• [TO-DO LIST]:
A. From the MPI scheduler header below, list every header file included with angle brackets.
B. Carry on the MPI scheduler header below, picking up right after its final line.
═════ TEXT SHOWN
#ifndef SCHEDULING_MPI_SCHEDULER_H_
#define SCHEDULING_MPI_SCHEDULER_H_

#ifdef HAVE_MPI

#include "griddingtaskmanager.h"
#include "threadedscheduler.h"

#include <aocommon/queue.h>
#include <aocommon/threadpool.h>
#include <aocommon/uvector.h>

#include <mutex>
#include <thread>
#include <condition_variable>

namespace wsclean {

class MPIScheduler final : public GriddingTaskManager {
 public:
  MPIScheduler(const Settings& settings);
  ~MPIScheduler() final {
    send_task_queue_.Finish();
    Finish();
    send_thread_pool_.FinishParallelExecution();
  }

  /**
   * Main Run function.
   * Either sends the task to another MPI node or runs it locally.
   */
  void Run(GriddingTask&& task,
           std::function<void(GriddingResult&)> finish_callback) final;

  void Finish() final;

  void Start(size_t n_writer_groups) final;

  std::unique_ptr<WriterLock> GetLock(size_t writer_group_index) final {
    // Since WSClean uses a static outputchannel-to-node mapping,
    // synchronisation of writes only needs to happen within a node.
    return local_scheduler_.GetLock(writer_group_index);
  }

 private:
  /**
   * Send a task to a worker node or run it on the master
   */
  void SendToNode(size_t node, std::shared_ptr<GriddingTask> task);

  /**
   * Wait until results are available and push these to the 'ready list'.
   * The loop ends when Finish() is called and all tasks are finished.
   * This function runs in a separate thread.
   */
  void ReceiveLoop();

  /**
   * Gets a node index for executing a (compound) task according
   * to the channel to index mapping.
   * Updates the number of tasks assigned to the node and stores
   * the callback function.
   * @return The index of the node executing the task.
   */
  size_t GetNode(const GriddingTask& task,
                 std::function<void(GriddingResult&)>&& callback);

  /**
   * If any results are available, call the callback functions and remove these
   * results from the ready list. This function
   * should be called by the main thread only, so that the user of the MPI
   * scheduler does not need to synchronize.
   *
   * This function is UNSYNCHRONIZED: the caller should
   * hold the mutex locked while calling it.
   */
  void ProcessReadyList_UNSYNCHRONIZED();

  /**
   * Return true if any tasks are still running on worker nodes.
   * Remember that the return value is independent of the state of the
   * main node: when the main node is gridding, it will nevertheless
   * return false if the other nodes are not running tasks.
══════════
═════ STORED DATA
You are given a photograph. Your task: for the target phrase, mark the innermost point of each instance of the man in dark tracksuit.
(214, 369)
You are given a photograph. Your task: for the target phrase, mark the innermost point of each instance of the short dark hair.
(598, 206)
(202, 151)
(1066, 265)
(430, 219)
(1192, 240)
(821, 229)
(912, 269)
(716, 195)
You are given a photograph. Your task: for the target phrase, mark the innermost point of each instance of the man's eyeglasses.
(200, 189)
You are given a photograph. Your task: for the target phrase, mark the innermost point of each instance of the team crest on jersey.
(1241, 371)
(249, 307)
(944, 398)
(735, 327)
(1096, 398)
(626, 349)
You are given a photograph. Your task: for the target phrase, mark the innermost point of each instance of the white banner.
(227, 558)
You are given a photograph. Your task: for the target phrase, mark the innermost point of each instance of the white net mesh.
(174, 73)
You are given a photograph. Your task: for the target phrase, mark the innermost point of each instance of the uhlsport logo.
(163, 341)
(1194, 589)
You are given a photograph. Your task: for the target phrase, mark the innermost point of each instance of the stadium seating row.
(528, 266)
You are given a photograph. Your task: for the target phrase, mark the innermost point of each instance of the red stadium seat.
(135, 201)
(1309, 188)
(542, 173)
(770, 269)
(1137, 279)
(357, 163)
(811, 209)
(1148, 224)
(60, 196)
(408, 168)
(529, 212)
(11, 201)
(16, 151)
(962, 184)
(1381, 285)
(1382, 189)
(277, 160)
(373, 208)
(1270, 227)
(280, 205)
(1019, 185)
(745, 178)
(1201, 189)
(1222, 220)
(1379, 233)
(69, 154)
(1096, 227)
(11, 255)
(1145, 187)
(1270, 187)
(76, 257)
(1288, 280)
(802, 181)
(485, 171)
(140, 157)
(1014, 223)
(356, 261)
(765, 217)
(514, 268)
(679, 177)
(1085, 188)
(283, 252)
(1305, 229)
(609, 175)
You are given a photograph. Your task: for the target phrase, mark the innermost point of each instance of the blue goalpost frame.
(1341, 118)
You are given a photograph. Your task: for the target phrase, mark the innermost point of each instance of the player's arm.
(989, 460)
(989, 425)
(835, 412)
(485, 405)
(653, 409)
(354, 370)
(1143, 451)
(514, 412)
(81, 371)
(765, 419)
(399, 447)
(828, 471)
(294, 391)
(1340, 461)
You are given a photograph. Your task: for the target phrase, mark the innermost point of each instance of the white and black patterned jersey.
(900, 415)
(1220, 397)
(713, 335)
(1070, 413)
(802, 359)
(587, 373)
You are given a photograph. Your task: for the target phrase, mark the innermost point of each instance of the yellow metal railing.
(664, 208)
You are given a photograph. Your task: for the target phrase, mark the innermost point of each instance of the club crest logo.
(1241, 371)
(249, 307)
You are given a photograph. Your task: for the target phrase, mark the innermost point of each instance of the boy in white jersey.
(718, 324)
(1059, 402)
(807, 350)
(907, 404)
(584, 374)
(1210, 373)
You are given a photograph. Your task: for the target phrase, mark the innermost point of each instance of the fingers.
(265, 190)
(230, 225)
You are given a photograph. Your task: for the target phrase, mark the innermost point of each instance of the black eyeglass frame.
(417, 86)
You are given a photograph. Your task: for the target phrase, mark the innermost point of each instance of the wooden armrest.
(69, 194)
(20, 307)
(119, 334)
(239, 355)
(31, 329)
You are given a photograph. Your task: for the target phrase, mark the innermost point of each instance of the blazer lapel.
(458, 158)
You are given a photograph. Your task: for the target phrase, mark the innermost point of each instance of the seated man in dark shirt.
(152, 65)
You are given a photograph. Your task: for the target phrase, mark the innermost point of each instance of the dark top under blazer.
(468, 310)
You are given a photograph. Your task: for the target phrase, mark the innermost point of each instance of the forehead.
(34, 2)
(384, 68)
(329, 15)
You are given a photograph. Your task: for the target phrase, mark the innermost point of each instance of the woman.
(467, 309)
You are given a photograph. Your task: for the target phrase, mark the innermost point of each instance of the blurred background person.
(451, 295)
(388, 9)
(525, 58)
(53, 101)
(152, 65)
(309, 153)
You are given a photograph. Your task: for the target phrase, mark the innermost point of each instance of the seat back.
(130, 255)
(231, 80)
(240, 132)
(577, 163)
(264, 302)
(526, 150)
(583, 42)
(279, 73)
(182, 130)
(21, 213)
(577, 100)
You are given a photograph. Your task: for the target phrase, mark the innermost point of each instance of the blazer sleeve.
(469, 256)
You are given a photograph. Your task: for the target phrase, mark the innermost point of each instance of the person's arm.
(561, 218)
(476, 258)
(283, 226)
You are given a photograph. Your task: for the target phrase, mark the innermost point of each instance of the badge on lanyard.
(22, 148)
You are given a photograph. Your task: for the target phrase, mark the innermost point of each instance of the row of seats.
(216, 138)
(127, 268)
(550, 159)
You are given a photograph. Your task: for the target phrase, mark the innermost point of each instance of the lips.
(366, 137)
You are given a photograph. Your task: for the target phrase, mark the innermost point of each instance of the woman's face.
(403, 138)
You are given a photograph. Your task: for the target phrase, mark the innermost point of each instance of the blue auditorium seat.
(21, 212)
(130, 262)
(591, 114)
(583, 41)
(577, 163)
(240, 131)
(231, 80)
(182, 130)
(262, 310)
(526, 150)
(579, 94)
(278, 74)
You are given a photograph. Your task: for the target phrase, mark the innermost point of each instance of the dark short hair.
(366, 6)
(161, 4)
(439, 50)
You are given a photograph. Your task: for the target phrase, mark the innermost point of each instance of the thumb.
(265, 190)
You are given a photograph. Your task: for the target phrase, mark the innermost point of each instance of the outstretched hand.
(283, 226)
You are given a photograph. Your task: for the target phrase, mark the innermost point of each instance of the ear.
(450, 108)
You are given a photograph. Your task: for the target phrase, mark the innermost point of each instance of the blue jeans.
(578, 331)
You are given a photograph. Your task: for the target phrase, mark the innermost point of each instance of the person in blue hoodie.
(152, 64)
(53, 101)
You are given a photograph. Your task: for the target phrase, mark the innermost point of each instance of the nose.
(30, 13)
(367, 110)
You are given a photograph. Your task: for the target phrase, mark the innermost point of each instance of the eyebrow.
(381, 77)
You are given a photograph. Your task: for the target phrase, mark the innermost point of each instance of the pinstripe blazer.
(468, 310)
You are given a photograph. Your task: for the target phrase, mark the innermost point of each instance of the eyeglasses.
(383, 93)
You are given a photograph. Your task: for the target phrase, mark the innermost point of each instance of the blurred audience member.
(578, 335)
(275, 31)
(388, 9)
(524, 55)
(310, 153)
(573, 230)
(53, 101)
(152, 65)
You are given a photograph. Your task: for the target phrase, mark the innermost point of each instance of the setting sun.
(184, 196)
══════════
• [ANSWERS TO EACH TASK]:
A.
aocommon/queue.h
aocommon/threadpool.h
aocommon/uvector.h
mutex
thread
condition_variable

B.
   *
   * This function is UNSYNCHRONIZED: the caller should
   * hold the mutex locked while calling it.
   */
  bool AWorkerIsRunning_UNSYNCHRONIZED();

  void ProcessGriddingResult(size_t node, size_t body_size);
  /**
   * Stores 'result' in _readyList and updates the available slots of 'node'.
   */
  void StoreResult(GriddingResult&& result, int node);

  bool is_running_ = false;
  bool is_finishing_ = false;
  std::condition_variable notify_;
  std::mutex mutex_;
  std::thread receive_thread_;
  /** Stores results of ready tasks. */
  std::vector<GriddingResult> ready_list_;
  /** Stores callbacks, indexed by task id. */
  std::map<size_t, std::function<void(GriddingResult&)>> callbacks_;

  /**
   * Available execution room for tasks for each node.
   * This is intially set to `room_per_node_` and is reduced/increased as tasks
   * are sent/completed.
   * A compound task; with multiple facets, counts as multiple tasks,
   * with the quantity determined by `task.num_parallel_gridders_`.
   * When room is <= 0 no further tasks are sent until room becomes > 0.
   * The room can become negative if the scheduler has sent more tasks to the
   * node than `room_per_node_` suggests it is capable of executing in parallel.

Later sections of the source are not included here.